--- begin THE DATA ---

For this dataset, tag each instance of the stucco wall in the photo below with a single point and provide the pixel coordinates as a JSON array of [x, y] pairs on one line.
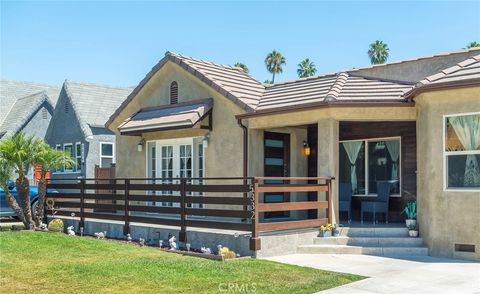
[[445, 217]]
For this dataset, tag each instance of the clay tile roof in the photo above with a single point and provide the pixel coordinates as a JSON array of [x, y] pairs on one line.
[[468, 69], [341, 87]]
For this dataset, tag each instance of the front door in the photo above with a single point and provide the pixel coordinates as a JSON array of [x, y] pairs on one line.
[[276, 164]]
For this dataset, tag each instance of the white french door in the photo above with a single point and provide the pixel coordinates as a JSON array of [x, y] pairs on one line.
[[168, 160]]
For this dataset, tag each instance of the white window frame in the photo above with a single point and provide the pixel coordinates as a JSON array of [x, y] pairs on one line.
[[78, 168], [65, 170], [106, 156], [400, 167], [444, 154]]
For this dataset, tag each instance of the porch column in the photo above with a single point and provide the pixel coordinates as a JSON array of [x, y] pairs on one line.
[[327, 164]]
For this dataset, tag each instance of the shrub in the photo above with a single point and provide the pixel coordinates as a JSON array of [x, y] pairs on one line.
[[55, 225]]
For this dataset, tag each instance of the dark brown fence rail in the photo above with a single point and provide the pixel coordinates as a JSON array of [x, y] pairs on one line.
[[215, 203]]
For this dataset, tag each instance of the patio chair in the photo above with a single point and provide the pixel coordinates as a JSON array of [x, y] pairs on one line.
[[345, 199], [380, 205]]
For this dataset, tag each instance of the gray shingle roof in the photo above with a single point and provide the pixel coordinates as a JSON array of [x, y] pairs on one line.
[[21, 112], [11, 91], [94, 103], [341, 87], [466, 70]]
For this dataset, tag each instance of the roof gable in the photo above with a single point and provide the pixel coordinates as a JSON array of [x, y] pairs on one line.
[[93, 103], [11, 91], [22, 111], [229, 81]]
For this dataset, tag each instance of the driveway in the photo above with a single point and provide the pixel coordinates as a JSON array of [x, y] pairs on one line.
[[393, 275]]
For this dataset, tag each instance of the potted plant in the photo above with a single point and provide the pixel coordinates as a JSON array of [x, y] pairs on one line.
[[411, 212], [326, 230], [413, 230]]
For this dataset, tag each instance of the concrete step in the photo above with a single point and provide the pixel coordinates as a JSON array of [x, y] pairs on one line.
[[374, 232], [370, 250], [370, 241]]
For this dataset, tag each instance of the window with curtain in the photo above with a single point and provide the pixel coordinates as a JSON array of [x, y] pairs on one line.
[[365, 162], [462, 151]]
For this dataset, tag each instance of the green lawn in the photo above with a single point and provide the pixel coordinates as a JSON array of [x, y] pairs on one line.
[[55, 263]]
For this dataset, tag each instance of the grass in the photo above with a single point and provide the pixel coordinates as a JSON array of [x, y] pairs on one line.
[[55, 263]]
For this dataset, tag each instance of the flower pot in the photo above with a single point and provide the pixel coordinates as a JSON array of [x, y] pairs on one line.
[[326, 234], [410, 222]]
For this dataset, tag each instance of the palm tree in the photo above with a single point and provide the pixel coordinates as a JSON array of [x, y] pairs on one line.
[[306, 68], [47, 158], [473, 44], [18, 151], [6, 172], [378, 52], [274, 62], [18, 154], [242, 66]]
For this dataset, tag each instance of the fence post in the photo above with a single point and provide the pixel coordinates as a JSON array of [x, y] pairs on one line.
[[126, 227], [81, 223], [255, 243], [182, 236], [329, 200]]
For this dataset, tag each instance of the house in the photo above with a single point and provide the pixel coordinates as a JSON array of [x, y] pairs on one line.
[[77, 126], [193, 118], [26, 107]]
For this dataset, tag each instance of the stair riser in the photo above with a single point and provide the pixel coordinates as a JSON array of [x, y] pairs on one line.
[[365, 250], [374, 232], [370, 241]]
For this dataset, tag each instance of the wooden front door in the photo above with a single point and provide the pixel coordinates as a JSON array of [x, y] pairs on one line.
[[276, 164]]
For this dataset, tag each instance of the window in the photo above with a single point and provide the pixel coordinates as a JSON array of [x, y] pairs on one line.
[[173, 93], [106, 154], [365, 162], [68, 148], [79, 155], [462, 151]]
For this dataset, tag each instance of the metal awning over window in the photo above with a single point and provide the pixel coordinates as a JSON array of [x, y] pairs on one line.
[[168, 117]]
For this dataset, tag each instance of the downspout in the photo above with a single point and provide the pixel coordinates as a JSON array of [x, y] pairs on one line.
[[245, 147], [245, 158]]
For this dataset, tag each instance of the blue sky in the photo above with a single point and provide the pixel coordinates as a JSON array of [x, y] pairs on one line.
[[119, 42]]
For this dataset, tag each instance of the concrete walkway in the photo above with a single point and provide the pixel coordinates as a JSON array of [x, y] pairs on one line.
[[422, 274]]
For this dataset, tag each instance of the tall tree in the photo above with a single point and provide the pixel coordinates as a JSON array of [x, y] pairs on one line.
[[306, 68], [19, 153], [274, 62], [47, 158], [378, 52], [473, 44], [242, 66]]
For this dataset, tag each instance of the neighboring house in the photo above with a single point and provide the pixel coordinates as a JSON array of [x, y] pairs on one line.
[[26, 107], [192, 118], [77, 126]]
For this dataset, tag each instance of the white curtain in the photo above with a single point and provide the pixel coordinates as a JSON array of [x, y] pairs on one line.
[[353, 149], [394, 151], [467, 129]]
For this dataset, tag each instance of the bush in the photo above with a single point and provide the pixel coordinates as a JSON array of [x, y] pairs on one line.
[[55, 225], [227, 253]]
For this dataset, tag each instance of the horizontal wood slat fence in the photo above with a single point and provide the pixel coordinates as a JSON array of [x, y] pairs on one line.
[[188, 202]]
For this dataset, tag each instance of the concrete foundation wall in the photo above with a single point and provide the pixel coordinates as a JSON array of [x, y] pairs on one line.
[[446, 217]]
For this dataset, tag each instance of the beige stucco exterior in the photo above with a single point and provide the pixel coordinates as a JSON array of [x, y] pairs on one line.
[[446, 217]]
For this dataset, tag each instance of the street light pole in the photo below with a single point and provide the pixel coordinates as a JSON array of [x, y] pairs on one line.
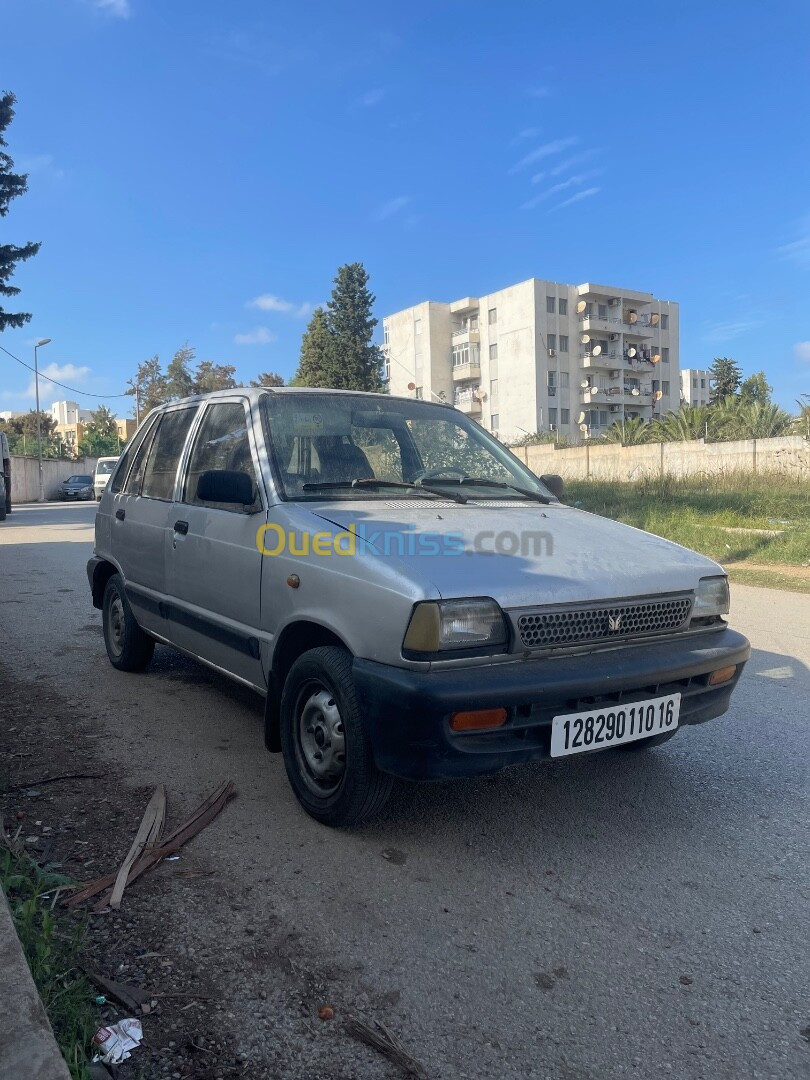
[[39, 418]]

--- end THE DATA ---

WRITTEN EXERCISE
Copy all of the material above line for line without changes, and leave the pictures out.

SOLVED EXERCISE
For this dataset, tag each instance of the stucco wall in the photo below with a single point and provide the pixel coordinates as a JSON array of [x, y] pairs on one line.
[[445, 217]]
For this dataset, tag each instance of the clay tile roof in the photo above with a single point and provide the pixel coordinates as a JSON array of [x, y] pairs on one line.
[[468, 69], [341, 87]]
For this dataset, tag each instance of the front door in the photo above with a single point and provide the pixel coordinates as a JSON array of [x, y] pairs on one line.
[[276, 164]]
For this dataset, tag each instance of the white french door in the photo above with a single point and provide the pixel coordinates as a JSON array of [x, y] pairs on one line.
[[168, 160]]
For this dataset, tag each instance of the white window frame in the photo above with a single point and provide the pixel coordinates as a JSON array of [x, y] pairs on one line.
[[78, 168], [65, 170], [106, 156], [400, 167], [444, 154]]
For this dataset, tag each instance of the porch column in the photo above with a single point and provide the pixel coordinates as a JSON array of [x, y] pairs on one line.
[[327, 164]]
For this dataset, tag each instance of the shrub in the photo above with a single point and provide the pixel coordinates as a JSON array of [x, y] pairs on one line.
[[55, 225]]
For this dataset, tag each instance of the dark brown fence rail in the photo above with a single point and provide the pixel coordinates as a JSON array of [x, y] pairs on one line.
[[215, 203]]
For this dataset, tag each instance of the patio chair in the photo above with a single point and provide the pixel coordinates as a JSON array of [x, y] pairs on one line.
[[345, 199], [380, 205]]
For this dataset, tag each instance of the gray shingle roof in the photo above with a single point and provide the pixel coordinates as a JSON array of [x, y] pairs on one line.
[[21, 112], [11, 91], [94, 103], [341, 87], [466, 70]]
For this dataset, tag each instance of the roof gable in the photo above with a single point and provide the pixel coordinates as a JSON array of [x, y] pairs on one line.
[[93, 103], [11, 91], [22, 111], [229, 81]]
For this dataset, tag each instance of the driveway in the photo above with a single point and provide the pixel coordinates as a JSON array of [x, y] pairs on one line.
[[393, 275]]
For this dataset, tag each instance of the potted plant in the photo above with a single point and provide the pixel coordinates as a JSON array of [x, y] pairs on one line.
[[411, 212], [326, 230], [413, 230]]
For this dataset, tag each instance of the concrete step in the photo above with a single point and provide the pixel coordinates as a JSON array of [x, y] pairs on one line.
[[374, 232], [370, 250], [370, 241]]
For this dataset, tag each instance of the window with curtain in the photo above with a single point and provide the pixel coordinates as a JSON array of [x, y] pairs on one line.
[[365, 162], [462, 151]]
For this dataset, tag each instance of the green lawn in the photo above with a single point and provide the pixel coordinates as a JSON array of [x, y] pairs on one line.
[[55, 263]]
For this dataset, tag each instance of the grass in the photo above with a single point and provide the pixel coordinates as a JSON array of [x, y] pairs on one line.
[[55, 263]]
For this dataset, tag each instance of the flower pot in the photo above with a single point and provide the pixel coordinates as a JSON array of [x, y] pairs on one line.
[[326, 234], [410, 222]]
For this dataset, tag each instance of the palm tree in the photo above with a single point and provide the pixel coordinates as a JSON array of [x, y] pairs on one line.
[[306, 68], [47, 158], [473, 44], [18, 151], [6, 172], [378, 52], [274, 62], [18, 154], [242, 66]]
For this dataset, tag each instance of the fence post in the photo above with a single point and provide the pixel coordinates as a JSON array of [x, y] pairs on one line.
[[126, 227], [81, 223], [255, 243], [182, 236], [329, 200]]
For this dataset, tag each instance of the house in the photo above with a single point and provide the pixel coordinates as a JSON array of [x, y] pairs on one line.
[[77, 126], [193, 118], [26, 107]]
For this dataset, tag each instance of the stair riser in the photo above with a single point and provide the pixel coordinates as a JSON array of [x, y] pairs on one line.
[[365, 250], [374, 232], [370, 241]]
For this dataset, tag each instance of the wooden front door in the photo above with a single point and provide the pixel coordinates as a JSON array of [x, y] pairs on one line.
[[276, 164]]
For this dataset, tag each instance of the window in the photo above with a single point and provide the pixel coordinates as a JSON array of [x, y] pairs on one line.
[[173, 93], [106, 154], [365, 162], [68, 148], [79, 155], [462, 151]]
For this dataset, tag each instance of the metal awning over window in the photo above with a single point and provide the pixel coordinates as a JSON array of [x, y] pairs on one line.
[[168, 117]]
For this dataset, tag each instance of the downspout in the photo above with a single point and provide the pixel coordinates as a JSON array of [x, y] pairs on one line.
[[245, 147], [245, 158]]
For this dataset, tag each instance of the blue sky in the photo above with a single point and provide the pixel coordinates as a JSON array of [x, y] pairs on one line.
[[119, 42]]
For this dataset, tag each instance of the concrete walkway in the photo above with a single point and provide the pixel coordinates as a JSON array of [x, y] pairs on one line.
[[422, 274]]
For this dataset, tag each instance of the tall tree in the photo above with a single point and provide the pixel coordinates as a JSON array of [x, y] pairs on one line.
[[306, 68], [19, 153], [274, 62], [47, 158], [378, 52], [473, 44], [242, 66]]
For this dataset, tag each instance of the neighboring house in the photo above with a single point and provide the pixel coordinates as a JSON array of [x, y] pairs on one line.
[[26, 107], [192, 118], [77, 126]]
For this dataset, tag each instance of the white curtain in the photo above with a single point and provide the pixel coordinates as a JSON array of [x, y] pairs on one line.
[[353, 149], [394, 151], [467, 129]]
For this dataset, tag each instance of the bush in the photo above with a single point and provide the pixel coordinates as a JSON array of [x, y] pairs on one line.
[[55, 225], [227, 253]]
For this dataset, tag each instance of the horizontal wood slat fence in the photo above with a single point and provide the pixel coordinates as a JSON array of [x, y] pairs on one line.
[[188, 202]]
For this dataset, tag each instance of the concrete foundation wall in the photo above with a single point and provide the pixel coordinates as a JSON array of [x, y] pairs on one line.
[[446, 217]]
For this dataset, tag each instance of the beige stucco exterior in the photo above with a single point and provide the pixel coordinates as a JSON array of [x, y] pairs on one line.
[[446, 217]]
For this dataset, tag each instance of the street light pole in the photo below with a single point and provide the pixel coordinates as a JSON array of [x, y] pairs on one line.
[[39, 418]]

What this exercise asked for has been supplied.